Render these lines as a numbered list, omitting any blank lines. Leave the pictures out of your answer.

[Object outline annotations]
..........
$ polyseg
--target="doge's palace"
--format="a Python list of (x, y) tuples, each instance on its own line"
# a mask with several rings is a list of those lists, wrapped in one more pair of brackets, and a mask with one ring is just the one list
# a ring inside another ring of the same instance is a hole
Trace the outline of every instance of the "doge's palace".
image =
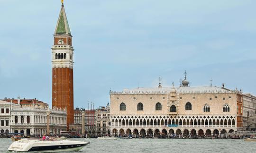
..........
### Exercise result
1. $ polyseg
2. --target="doge's palace"
3. --format="a Python list of (x, y) tuples, each instance on its own line"
4. # a mask with several rings is a list of those lists, wrapped in one more pair of brackets, and a mask with one ring is just the one list
5. # a ring inside another ring of the same instance is a hole
6. Trace the outline of every instance of the "doge's palace".
7. image =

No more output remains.